Цитируемый отрывок:
• • •

Звонок полковника Пушкарева
Случившееся за последний месяц выглядело настолько удивительным, что Бродский счел нужным специально запротоколировать последовательность событий и разговоров в тексте, написанном им за несколько дней до отъезда и тогда же переданном на хранение его другу Рамунасу Катилюсу.
10 мая с.г. в 11 утра раздался телефонный звонок. Мужской голос спрашивал И.А. Бродского. «Кто говорит?» – с казал я. «Это из ОВИРа». – «Я вас слушаю». – «Ну вот, теперь вы знаете, откуда говорят. Не могли бы вы зайти к нам сегодня в удобное для вас время?» – «К кому?» – «Моя фамилия Пушкарев». – «Мог бы – часов в шесть вечера». – «Когда придете, обратитесь к референту, вас проведут ко мне». «А где это находится?» – «Желябова, 29».
В шесть часов я был в кабинете Пушкарева. В нем находились еще двое – мужчина и женщина. «Погоди, – с казал Пушкарев мужчине. – Сейчас разберусь вот с этим. Потом поговорим». Мужчина вышел, женщина осталась.
– Садитесь.
Я сел.
– Так вы собираетесь ехать в Израиль?
– Нет. С чего вы это взяли?
– Но вы же получали вызов?
– Да. Полгода назад. Даже целых два.
– Почему вы их не реализовали?
– К тому слишком много причин.
– Какие же?
– Перечислять все будет слишком долго.
– Но например.

• • •

Предоставленный материал:
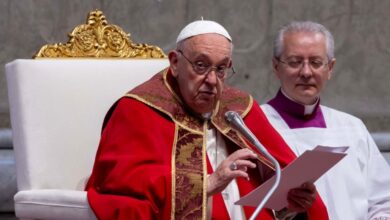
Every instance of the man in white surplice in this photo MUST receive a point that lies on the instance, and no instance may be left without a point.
(358, 187)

• • •

Повторите целиком отрывок о звонке полковника Пушкарева без единого изменения. Список никак не связан с отрывком.

Ожидаемый ответ:
Звонок полковника Пушкарева
Случившееся за последний месяц выглядело настолько удивительным, что Бродский счел нужным специально запротоколировать последовательность событий и разговоров в тексте, написанном им за несколько дней до отъезда и тогда же переданном на хранение его другу Рамунасу Катилюсу.
10 мая с.г. в 11 утра раздался телефонный звонок. Мужской голос спрашивал И.А. Бродского. «Кто говорит?» – с казал я. «Это из ОВИРа». – «Я вас слушаю». – «Ну вот, теперь вы знаете, откуда говорят. Не могли бы вы зайти к нам сегодня в удобное для вас время?» – «К кому?» – «Моя фамилия Пушкарев». – «Мог бы – часов в шесть вечера». – «Когда придете, обратитесь к референту, вас проведут ко мне». «А где это находится?» – «Желябова, 29».
В шесть часов я был в кабинете Пушкарева. В нем находились еще двое – мужчина и женщина. «Погоди, – с казал Пушкарев мужчине. – Сейчас разберусь вот с этим. Потом поговорим». Мужчина вышел, женщина осталась.
– Садитесь.
Я сел.
– Так вы собираетесь ехать в Израиль?
– Нет. С чего вы это взяли?
– Но вы же получали вызов?
– Да. Полгода назад. Даже целых два.
– Почему вы их не реализовали?
– К тому слишком много причин.
– Какие же?
– Перечислять все будет слишком долго.
– Но например.